**GIVEN REQUEST A**
In the post about burnout, what source does Post Academic cite for the key aspects of job burnout?

**SUPPLIED PASSAGE**
Burning up and burning out

It’s hot again today. Well, not as hot as yesterday. Today it is only 91, but feels like 95, at 10:30 AM. Still, without air conditioning it’s pretty hot in my house. Since I’m burning up, it seems like a good time to talk about academic burnout. In my last post, bad teaching, burnout and bell hooks, I hinted at possibly being burned out. But, what does that mean? How do you know if you are burned out? And what can you do about it?

Post Academic (which I found via the totally awesome Worst Professor Ever) writes about job burnout in their entry, Job Burnout: Do You Have it? Citing a 2006 New York Magazine article, they identify several key aspects of it. Here they are, with my responses*:

1. Working too much

2. Working in an unjust environment

3. Working with little social support

4. Working with little agency or control

5. Working in the service of values we loathe
Well, loathe seems a little strong. I would say, working in the service of values I often disagree with or that can come into conflict/at the expense of my own values is a better way to phrase it.

6. Working for insuficient reward, whether the currency is money, prestige, or positive feedback

*For now, I’m just giving my brief responses. I don’t think I’m ready to expand on what they mean…yet. In fact, I’m not even sure what they mean.

[Detection annotation records]
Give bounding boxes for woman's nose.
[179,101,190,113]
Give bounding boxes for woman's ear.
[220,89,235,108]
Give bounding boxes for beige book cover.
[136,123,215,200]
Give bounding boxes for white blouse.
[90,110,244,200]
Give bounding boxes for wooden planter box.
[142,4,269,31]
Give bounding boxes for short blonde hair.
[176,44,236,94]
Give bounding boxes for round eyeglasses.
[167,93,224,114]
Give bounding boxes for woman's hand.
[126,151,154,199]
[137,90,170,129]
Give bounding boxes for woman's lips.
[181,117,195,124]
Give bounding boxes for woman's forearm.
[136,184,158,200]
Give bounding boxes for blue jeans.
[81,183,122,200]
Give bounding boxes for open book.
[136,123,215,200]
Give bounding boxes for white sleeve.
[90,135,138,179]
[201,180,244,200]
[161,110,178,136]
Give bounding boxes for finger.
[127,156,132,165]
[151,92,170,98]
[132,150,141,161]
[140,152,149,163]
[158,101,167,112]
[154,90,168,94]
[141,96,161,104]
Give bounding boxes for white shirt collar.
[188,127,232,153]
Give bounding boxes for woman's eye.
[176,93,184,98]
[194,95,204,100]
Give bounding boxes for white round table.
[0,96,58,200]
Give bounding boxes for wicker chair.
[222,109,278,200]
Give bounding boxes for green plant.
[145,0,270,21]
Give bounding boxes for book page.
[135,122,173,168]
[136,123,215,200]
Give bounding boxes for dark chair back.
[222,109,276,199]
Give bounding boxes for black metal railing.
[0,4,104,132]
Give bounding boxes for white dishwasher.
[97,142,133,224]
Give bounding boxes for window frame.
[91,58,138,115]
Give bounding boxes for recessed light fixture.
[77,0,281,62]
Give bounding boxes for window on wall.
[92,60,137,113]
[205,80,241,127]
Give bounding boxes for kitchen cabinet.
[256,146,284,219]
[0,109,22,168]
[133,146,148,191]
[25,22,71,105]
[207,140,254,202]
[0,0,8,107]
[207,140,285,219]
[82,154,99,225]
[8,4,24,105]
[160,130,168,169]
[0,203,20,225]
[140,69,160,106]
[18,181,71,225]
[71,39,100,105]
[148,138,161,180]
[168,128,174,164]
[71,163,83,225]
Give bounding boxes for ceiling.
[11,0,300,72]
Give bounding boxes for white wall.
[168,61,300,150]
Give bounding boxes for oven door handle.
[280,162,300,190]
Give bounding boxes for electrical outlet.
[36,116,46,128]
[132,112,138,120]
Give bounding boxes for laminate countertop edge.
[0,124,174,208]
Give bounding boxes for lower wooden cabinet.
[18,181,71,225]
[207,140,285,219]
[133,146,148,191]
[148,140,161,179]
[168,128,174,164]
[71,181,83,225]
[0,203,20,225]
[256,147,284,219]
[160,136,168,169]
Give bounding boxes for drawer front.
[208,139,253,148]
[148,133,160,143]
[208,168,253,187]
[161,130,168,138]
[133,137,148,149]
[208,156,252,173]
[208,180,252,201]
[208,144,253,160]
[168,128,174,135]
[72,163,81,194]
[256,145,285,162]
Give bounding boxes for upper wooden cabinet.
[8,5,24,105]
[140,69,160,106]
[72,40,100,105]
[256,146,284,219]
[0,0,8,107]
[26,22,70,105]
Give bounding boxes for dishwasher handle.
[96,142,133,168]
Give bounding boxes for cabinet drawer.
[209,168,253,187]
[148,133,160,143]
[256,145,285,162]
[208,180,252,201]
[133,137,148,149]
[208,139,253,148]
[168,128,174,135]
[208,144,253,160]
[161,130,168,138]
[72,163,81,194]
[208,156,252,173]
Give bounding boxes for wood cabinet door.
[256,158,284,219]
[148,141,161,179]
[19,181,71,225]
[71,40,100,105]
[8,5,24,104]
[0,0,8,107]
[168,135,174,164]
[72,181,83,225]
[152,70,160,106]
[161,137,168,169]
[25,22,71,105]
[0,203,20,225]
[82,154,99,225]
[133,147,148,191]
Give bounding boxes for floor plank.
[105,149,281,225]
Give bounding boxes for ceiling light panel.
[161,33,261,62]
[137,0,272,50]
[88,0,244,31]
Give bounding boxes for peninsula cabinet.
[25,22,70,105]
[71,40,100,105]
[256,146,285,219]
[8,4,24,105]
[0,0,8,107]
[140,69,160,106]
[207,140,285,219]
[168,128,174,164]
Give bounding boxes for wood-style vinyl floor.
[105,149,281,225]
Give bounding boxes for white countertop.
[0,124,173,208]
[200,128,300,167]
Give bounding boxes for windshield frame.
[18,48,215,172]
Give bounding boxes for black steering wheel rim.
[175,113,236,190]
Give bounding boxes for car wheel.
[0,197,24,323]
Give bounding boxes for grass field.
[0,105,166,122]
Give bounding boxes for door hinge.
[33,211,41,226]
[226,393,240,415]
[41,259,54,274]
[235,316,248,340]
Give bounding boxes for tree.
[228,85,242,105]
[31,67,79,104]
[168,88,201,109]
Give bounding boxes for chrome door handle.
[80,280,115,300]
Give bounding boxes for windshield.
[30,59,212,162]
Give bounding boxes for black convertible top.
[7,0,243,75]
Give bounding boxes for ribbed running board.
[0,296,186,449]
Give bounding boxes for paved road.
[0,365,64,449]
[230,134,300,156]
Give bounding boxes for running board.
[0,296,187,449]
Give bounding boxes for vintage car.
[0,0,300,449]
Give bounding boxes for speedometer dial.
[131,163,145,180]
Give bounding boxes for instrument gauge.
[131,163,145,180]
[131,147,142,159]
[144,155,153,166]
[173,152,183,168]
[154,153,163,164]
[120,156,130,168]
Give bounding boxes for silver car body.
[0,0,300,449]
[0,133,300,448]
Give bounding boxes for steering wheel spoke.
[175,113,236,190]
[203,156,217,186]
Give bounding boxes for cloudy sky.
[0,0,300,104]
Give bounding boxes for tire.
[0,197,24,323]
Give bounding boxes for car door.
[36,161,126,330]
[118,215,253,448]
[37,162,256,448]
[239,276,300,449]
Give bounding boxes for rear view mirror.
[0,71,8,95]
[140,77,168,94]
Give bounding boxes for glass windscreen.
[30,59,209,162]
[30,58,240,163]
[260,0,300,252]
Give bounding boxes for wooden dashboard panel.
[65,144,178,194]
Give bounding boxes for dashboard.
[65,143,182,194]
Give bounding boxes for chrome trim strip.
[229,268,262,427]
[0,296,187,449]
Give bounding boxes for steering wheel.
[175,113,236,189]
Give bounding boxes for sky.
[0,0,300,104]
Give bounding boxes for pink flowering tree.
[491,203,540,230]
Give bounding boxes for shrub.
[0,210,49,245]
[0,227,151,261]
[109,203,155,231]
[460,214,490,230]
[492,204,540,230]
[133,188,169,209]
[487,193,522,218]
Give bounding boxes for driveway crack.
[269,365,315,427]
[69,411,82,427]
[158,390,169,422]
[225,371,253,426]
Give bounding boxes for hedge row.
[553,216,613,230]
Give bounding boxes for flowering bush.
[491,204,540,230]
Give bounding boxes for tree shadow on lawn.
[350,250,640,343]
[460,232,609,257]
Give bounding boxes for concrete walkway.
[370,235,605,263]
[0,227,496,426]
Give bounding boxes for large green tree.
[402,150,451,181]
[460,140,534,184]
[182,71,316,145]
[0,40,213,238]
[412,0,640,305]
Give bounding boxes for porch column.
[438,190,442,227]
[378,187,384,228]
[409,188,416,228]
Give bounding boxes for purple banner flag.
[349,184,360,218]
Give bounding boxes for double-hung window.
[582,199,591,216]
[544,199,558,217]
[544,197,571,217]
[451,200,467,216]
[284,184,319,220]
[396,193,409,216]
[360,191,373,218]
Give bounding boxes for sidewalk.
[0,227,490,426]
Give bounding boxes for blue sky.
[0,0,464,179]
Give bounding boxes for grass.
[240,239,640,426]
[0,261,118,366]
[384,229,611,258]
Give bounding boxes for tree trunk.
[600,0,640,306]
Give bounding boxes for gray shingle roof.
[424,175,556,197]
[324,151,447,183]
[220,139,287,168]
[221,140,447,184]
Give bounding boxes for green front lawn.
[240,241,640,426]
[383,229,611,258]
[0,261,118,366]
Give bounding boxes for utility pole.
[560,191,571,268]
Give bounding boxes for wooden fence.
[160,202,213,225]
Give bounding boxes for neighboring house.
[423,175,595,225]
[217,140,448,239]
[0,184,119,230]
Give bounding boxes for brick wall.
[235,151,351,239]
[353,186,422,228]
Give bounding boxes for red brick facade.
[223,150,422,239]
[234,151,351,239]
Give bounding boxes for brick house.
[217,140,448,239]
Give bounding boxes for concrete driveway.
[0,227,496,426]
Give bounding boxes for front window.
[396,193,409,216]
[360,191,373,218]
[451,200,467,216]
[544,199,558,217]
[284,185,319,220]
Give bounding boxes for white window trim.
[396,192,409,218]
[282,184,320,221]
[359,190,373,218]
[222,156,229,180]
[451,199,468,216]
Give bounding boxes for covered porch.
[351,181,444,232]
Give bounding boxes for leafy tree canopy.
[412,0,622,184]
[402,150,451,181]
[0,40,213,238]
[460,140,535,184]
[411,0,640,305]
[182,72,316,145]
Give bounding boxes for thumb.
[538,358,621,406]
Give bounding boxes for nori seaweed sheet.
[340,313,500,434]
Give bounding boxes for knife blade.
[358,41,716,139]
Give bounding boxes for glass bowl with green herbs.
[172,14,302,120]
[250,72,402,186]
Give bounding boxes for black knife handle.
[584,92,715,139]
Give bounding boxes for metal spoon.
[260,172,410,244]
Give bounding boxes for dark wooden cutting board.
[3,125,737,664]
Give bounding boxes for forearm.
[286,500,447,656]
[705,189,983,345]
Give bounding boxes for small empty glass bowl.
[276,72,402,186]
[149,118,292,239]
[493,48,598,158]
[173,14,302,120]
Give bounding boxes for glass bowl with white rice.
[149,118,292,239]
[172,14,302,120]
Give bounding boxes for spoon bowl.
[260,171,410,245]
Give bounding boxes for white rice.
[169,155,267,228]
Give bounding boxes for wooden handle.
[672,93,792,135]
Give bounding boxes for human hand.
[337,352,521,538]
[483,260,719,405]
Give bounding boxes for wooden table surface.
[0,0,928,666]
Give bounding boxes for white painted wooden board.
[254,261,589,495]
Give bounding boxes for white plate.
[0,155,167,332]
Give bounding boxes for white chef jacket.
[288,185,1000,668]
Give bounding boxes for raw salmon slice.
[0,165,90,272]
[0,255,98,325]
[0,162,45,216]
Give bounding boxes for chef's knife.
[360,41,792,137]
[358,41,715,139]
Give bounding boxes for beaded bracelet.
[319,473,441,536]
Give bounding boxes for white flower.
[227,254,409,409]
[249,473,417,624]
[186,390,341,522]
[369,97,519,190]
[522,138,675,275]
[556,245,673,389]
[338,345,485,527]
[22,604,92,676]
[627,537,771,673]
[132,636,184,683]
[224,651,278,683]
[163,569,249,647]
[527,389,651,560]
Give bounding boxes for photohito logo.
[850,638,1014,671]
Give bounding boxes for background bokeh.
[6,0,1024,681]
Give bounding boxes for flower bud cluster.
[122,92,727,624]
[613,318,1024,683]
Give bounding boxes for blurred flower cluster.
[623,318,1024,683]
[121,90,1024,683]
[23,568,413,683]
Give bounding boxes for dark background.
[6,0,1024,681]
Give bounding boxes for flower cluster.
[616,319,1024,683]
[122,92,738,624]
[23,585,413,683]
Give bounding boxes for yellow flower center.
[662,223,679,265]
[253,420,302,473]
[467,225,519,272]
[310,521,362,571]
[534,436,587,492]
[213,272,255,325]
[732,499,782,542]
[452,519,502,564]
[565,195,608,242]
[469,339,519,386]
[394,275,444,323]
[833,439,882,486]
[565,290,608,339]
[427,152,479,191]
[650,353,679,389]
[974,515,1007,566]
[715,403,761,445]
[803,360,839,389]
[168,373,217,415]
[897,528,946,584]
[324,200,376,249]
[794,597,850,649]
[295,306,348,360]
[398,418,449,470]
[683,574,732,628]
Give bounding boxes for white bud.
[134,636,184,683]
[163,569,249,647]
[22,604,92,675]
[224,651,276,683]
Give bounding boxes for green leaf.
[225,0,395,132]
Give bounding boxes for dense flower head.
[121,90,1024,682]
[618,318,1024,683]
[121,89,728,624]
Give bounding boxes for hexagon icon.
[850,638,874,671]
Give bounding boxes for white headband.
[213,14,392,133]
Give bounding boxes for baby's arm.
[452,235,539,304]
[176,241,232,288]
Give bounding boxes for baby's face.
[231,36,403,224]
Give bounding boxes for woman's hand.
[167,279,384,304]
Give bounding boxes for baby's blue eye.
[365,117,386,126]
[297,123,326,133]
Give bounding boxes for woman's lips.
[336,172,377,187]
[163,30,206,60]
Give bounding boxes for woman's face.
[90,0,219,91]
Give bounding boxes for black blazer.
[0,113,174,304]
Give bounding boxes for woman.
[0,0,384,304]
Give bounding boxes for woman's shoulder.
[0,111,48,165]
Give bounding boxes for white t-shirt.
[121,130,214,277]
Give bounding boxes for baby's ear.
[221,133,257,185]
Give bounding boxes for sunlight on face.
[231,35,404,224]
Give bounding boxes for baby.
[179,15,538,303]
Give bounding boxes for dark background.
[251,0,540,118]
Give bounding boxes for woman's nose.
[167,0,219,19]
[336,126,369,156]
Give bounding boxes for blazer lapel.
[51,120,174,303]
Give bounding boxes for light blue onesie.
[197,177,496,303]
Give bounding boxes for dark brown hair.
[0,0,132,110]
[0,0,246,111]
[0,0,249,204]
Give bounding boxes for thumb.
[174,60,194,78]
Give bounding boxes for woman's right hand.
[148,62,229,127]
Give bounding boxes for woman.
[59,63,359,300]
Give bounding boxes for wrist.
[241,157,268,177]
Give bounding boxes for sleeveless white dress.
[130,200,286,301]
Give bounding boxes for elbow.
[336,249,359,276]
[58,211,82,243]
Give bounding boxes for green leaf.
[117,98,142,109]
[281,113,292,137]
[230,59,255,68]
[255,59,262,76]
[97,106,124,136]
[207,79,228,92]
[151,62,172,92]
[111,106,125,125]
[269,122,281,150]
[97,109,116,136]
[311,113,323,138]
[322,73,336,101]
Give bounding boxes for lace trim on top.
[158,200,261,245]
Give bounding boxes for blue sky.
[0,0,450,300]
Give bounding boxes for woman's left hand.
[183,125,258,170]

**GIVEN REQUEST B**
Give the records from the line containing "Give bounding boxes for dashboard." through the line containing "[221,140,447,184]" as a two-column CSV with the columns request and answer, one row per request, each value in a single quoted field with line breaks replaced by spaces.

**FULL ANSWER A**
A 2006 New York Magazine article.

**FULL ANSWER B**
request,answer
"Give bounding boxes for dashboard.","[65,143,182,194]"
"Give bounding boxes for chrome trim strip.","[229,268,262,427] [0,296,187,449]"
"Give bounding boxes for steering wheel.","[175,113,236,189]"
"Give bounding boxes for sky.","[0,0,300,104]"
"Give bounding boxes for pink flowering tree.","[491,203,540,230]"
"Give bounding boxes for shrub.","[0,210,49,245] [0,227,151,261] [109,203,155,231] [460,214,490,230] [492,204,540,230] [133,188,169,209] [487,193,522,218]"
"Give bounding boxes for driveway crack.","[269,365,315,427] [69,411,82,427] [158,390,169,422] [225,371,253,426]"
"Give bounding boxes for hedge row.","[553,216,613,230]"
"Give bounding boxes for flowering bush.","[491,204,540,230]"
"Give bounding boxes for tree shadow on lawn.","[350,250,640,343] [460,232,609,257]"
"Give bounding boxes for concrete walkway.","[370,235,605,263] [0,227,496,426]"
"Give bounding boxes for large green tree.","[402,150,451,181] [460,140,534,184] [182,71,316,145] [0,40,213,238] [412,0,640,305]"
"Give bounding boxes for porch column.","[438,190,442,227] [378,187,384,228] [409,188,416,228]"
"Give bounding boxes for purple banner flag.","[349,184,360,218]"
"Give bounding boxes for double-hung window.","[582,199,591,216] [544,199,558,217] [544,197,571,217] [451,200,467,216] [284,184,319,220] [396,193,409,216] [360,191,373,218]"
"Give bounding boxes for sidewalk.","[0,227,490,426]"
"Give bounding boxes for blue sky.","[0,0,464,179]"
"Give bounding boxes for grass.","[240,239,640,426] [0,261,118,366] [384,229,611,258]"
"Give bounding boxes for tree trunk.","[600,0,640,306]"
"Give bounding boxes for gray shingle roof.","[424,175,556,197] [324,151,447,183] [220,139,287,168] [221,140,447,184]"